---------- TEXT SEGMENT ----------

If the owners of our public lands in the East Bay hills are finally successful in implementing their plans to destroy our urban forest, what will the hills look like? The land owners tell us in their written plans that the forests will be replaced by grassland with islands of shrubs. They also say they will preserve existing oak-bay woodlands. However, their plans make no commitments to plant anything. They predict that this conversion will take place naturally, without further intervention.
The Sierra Club, which advocates for the destruction of our urban forest, is more specific about their desire for a native landscape. The Sierra Club says, “Existing native plants in the understory will be preserved and replaced naturally. Grass and shrub land will be restored…with more naturally fire-resistant native trees and plants.”
Are these realistic predictions for the future of the East Bay hills if most of the non-native forests are destroyed? That’s the question we will ponder today.
Grassland in California
We predict that grassland is the likely immediate outcome of tree removals. The grassland will quickly succeed to shrubs in the absence of grazing and periodic fires. However, that grassland won’t be native because grassland in California has not been native for over 150 years. Here are a few of the sources of that information:
- “…only about 1% of [California] grassland today could be considered pristine [AKA native]” (1)
- “Non-native species are widespread and often the dominant plants in California’s grasslands…it is clear that annual grasses…are dominant over enormous portions of the state.” (2)
- David Amme is one of the co-founders of The California Native Grass Association and one of the authors of East Bay Regional Park District’s “Wildfire Hazard Reduction and Resource Management Plan” at a time when he was employed by EBRPD. In an article he wrote for Bay Nature he lists a few small remnants of native grasses in the East Bay and advises those who attempt to find them, “As you go searching for these native grasses, you’ll see firsthand that the introduction of the Mediterranean annual grasses is the juggernaut that has forever changed the balance and composition of our grasslands.” (3)

---------- RECORD SET ----------

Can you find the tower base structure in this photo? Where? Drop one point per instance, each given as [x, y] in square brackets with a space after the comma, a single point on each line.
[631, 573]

----------
---------- RECORD SET ----------

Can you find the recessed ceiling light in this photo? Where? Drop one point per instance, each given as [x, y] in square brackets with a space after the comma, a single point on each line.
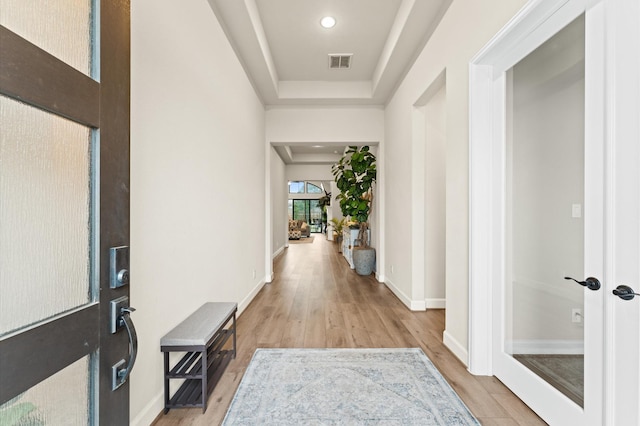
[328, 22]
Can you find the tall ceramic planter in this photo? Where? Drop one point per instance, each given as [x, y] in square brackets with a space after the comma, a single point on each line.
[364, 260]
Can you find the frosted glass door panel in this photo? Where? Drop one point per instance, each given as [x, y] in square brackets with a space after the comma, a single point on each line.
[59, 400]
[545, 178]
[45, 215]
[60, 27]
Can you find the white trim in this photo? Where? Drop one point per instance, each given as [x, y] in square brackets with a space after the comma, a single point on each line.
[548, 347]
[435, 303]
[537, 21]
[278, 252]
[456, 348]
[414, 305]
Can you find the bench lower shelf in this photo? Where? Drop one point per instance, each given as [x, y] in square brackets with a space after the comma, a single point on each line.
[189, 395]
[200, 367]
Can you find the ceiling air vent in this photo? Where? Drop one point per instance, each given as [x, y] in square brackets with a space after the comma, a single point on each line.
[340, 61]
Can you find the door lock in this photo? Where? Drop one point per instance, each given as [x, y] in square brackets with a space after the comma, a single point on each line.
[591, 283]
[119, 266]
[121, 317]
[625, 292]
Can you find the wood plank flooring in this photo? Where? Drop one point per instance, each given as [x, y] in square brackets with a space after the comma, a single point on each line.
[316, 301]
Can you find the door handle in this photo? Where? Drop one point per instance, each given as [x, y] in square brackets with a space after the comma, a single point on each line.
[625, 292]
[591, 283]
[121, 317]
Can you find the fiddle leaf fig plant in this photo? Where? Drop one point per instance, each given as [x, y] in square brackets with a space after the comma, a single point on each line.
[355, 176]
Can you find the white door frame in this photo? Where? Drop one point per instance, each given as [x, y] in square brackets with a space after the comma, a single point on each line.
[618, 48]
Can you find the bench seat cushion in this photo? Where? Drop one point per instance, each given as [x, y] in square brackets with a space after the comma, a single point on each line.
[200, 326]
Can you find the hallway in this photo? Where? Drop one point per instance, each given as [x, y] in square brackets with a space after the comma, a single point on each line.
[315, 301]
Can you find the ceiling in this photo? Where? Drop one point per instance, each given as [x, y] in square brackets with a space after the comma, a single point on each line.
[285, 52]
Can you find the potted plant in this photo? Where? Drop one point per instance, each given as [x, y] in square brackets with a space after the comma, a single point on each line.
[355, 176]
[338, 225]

----------

> **TASK TO COMPLETE**
Can you write the next part of the East Bay hills text, picking up right after its final sentence? The entries have no connection to the East Bay hills text.

> **EXERCISE OUTPUT**
- In a video recording of a lecture given to ecology students at UC Berkeley, Professor Joe McBride tells the students that an inventory of grassland in Strawberry Canyon found that it is 97% non-native annual grasses. (4)


Why were native perennial bunchgrasses quickly replaced by non-native annual grasses?
David Amme explains why non-native annual grasses quickly replaced native bunch grasses in his article in Bay Nature:
“The Mediterranean annual grasses grow faster and bigger than the native bunchgrasses. Established annual grass stands produce ten times the amount of seed as do native grass stands of equal area, and most important, their seeds are five to ten times larger, giving them a big jump on establishment and fast growth. Another advantage they have is their shallow, weblike root system, which quickly exploits the moisture near the surface of the soil, rendering tiny, slow-growing native perennial seedlings helpless.” (3)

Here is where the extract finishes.